▶ **Testo scelto**
★ ★ ★ ★ ★
"Nel Tempo di Cesare" è un opera che inizia nel 1999. Il suo iter di sviluppo e produzione è stato lungo...
Angelo Loy: Oltre che lungo è stato anche complicato. Dal punto di vista delle riprese, per lungo tempo non mi è stato chiaro quando avrei potuto mettere la parola fine. Sono andato avanti a braccio, cercando di essere presente noi momenti che potevano costituire importanti snodi narrativi. Ma anche così molte situazioni interessanti mi sono sfuggite. Oltretutto la vita sul fiume scorre per mesi e a volte per anni sempre uguale a se stessa, nella ripetizione di gesti quotidiani e nel ritmo del mestiere e delle stagioni; e poi, un giorno, inaspettatamente avviene un cambiamento. Esserci presuppone una grande pazienza, che poi, per un documentarista, è un pò come la pazienza del pescatore: in questo non ero in una situazione molto diversa da quella dei miei protagonisti... Ho messo la parola fine quando ho capito che ero riuscito a cogliere le emozioni che volevo trasmettere e a restituire nella loro complessità le storie dei protagonisti.
★ ★ ★ ★ ★
▶ **Voci fornite**

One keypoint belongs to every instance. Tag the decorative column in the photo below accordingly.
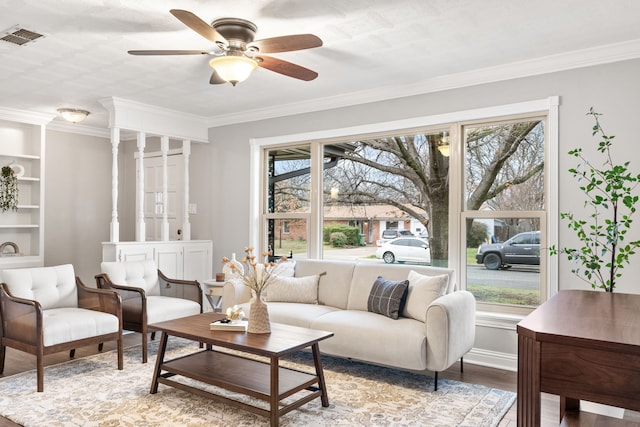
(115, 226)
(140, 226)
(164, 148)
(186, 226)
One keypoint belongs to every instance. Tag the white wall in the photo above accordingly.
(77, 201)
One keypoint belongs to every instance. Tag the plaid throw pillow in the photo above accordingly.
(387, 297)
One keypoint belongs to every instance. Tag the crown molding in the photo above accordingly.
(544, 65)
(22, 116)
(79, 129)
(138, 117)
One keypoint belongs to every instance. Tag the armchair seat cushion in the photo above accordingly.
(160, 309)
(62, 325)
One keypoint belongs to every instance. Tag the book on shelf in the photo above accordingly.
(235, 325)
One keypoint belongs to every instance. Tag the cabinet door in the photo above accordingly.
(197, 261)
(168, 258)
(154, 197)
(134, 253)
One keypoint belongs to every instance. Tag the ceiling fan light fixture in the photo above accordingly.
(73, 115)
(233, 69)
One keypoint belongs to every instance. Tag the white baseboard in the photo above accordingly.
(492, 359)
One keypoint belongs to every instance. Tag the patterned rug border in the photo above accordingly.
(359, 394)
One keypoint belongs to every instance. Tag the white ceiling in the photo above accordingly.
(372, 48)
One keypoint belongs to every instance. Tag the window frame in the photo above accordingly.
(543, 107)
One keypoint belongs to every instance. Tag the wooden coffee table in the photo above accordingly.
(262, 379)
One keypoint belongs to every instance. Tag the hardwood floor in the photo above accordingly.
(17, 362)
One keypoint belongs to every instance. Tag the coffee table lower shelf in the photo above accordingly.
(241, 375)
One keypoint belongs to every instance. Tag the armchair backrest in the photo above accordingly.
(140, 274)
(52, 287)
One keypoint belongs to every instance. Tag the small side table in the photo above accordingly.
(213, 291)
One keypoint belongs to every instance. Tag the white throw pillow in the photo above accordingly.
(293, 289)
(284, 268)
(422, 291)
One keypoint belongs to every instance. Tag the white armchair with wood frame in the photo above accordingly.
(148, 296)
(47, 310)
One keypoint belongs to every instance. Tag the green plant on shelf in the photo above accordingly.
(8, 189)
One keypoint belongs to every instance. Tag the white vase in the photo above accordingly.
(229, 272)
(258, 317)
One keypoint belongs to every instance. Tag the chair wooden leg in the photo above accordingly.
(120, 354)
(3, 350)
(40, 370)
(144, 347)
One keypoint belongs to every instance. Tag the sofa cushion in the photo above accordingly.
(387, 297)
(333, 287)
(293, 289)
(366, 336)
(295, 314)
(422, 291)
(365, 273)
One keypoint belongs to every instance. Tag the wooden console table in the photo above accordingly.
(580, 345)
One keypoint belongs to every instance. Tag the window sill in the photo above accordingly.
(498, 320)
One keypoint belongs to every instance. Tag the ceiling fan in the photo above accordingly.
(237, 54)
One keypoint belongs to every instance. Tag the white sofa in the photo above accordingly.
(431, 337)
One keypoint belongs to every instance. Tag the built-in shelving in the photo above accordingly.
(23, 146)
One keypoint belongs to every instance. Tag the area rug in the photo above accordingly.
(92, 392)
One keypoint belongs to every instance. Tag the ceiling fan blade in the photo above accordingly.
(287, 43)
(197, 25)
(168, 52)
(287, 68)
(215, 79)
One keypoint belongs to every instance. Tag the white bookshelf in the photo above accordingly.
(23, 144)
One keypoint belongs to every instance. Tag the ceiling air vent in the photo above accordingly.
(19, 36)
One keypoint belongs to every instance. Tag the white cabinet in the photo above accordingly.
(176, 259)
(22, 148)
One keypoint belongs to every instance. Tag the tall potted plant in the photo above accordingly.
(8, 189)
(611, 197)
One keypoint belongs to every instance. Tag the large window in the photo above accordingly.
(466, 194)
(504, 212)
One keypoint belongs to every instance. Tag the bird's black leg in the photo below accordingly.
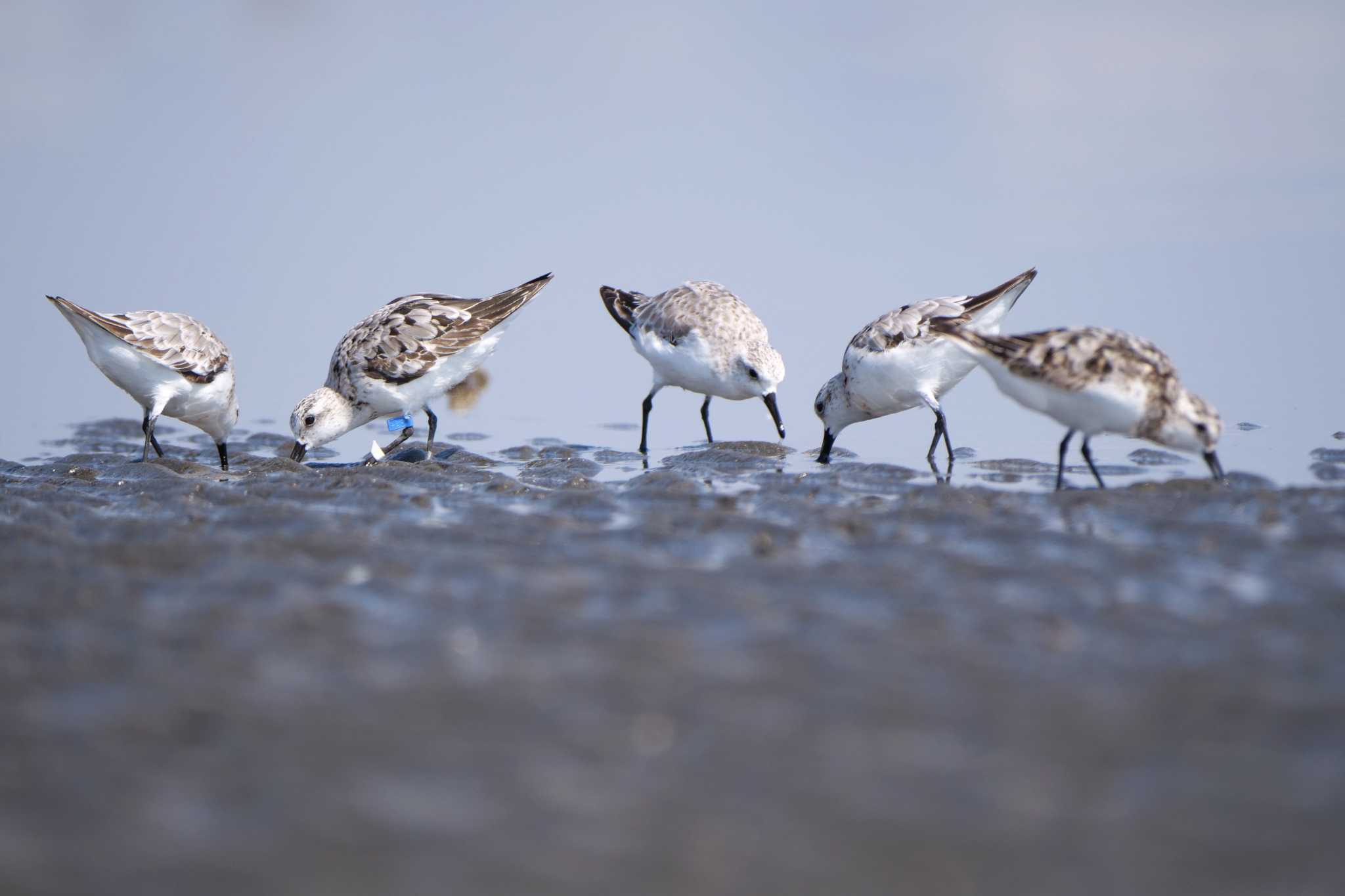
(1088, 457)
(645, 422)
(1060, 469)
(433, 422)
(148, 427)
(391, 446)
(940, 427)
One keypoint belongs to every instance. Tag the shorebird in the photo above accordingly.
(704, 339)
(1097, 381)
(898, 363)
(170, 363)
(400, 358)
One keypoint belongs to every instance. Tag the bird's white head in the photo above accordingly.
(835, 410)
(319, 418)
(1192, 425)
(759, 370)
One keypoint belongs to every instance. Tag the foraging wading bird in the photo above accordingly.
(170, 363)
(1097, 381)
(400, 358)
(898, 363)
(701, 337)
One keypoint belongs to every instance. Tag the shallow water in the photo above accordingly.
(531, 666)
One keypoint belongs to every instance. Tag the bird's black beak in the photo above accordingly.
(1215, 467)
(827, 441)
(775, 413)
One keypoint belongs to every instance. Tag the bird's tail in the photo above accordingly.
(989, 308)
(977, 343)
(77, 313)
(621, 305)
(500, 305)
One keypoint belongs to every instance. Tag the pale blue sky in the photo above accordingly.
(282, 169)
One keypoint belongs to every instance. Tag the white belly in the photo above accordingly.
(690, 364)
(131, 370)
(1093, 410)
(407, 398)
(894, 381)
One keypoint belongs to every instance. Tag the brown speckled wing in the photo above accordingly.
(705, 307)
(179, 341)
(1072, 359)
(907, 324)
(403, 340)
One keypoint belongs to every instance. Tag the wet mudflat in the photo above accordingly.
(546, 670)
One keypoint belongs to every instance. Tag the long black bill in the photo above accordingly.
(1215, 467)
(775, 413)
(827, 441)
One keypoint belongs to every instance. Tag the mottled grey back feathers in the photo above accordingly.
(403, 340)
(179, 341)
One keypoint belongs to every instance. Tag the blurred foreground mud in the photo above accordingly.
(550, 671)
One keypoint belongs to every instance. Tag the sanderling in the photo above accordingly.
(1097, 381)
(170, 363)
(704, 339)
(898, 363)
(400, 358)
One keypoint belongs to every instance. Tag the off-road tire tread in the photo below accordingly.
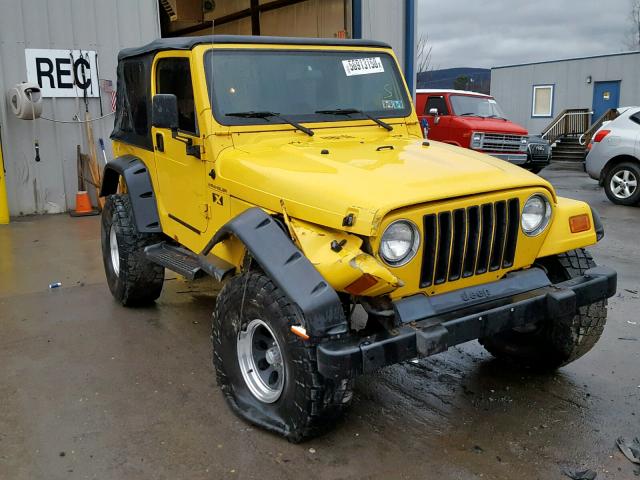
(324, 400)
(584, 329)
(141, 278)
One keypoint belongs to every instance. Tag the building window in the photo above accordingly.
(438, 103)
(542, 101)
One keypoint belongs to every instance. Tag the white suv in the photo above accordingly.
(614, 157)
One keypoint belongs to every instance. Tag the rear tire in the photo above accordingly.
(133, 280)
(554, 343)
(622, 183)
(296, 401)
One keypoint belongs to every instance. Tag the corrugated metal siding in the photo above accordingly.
★ ★ ★ ★ ★
▶ **Esercizi**
**1)** Riscrivi parola per parola tutto il testo scelto.
**2)** Conta le righe dei record che contengono la parola "below". Scrivi soltanto il numero.

▶ **Risposte agli esercizi**
**1)**
"Nel Tempo di Cesare" è un opera che inizia nel 1999. Il suo iter di sviluppo e produzione è stato lungo...
Angelo Loy: Oltre che lungo è stato anche complicato. Dal punto di vista delle riprese, per lungo tempo non mi è stato chiaro quando avrei potuto mettere la parola fine. Sono andato avanti a braccio, cercando di essere presente noi momenti che potevano costituire importanti snodi narrativi. Ma anche così molte situazioni interessanti mi sono sfuggite. Oltretutto la vita sul fiume scorre per mesi e a volte per anni sempre uguale a se stessa, nella ripetizione di gesti quotidiani e nel ritmo del mestiere e delle stagioni; e poi, un giorno, inaspettatamente avviene un cambiamento. Esserci presuppone una grande pazienza, che poi, per un documentarista, è un pò come la pazienza del pescatore: in questo non ero in una situazione molto diversa da quella dei miei protagonisti... Ho messo la parola fine quando ho capito che ero riuscito a cogliere le emozioni che volevo trasmettere e a restituire nella loro complessità le storie dei protagonisti.

**2)** 3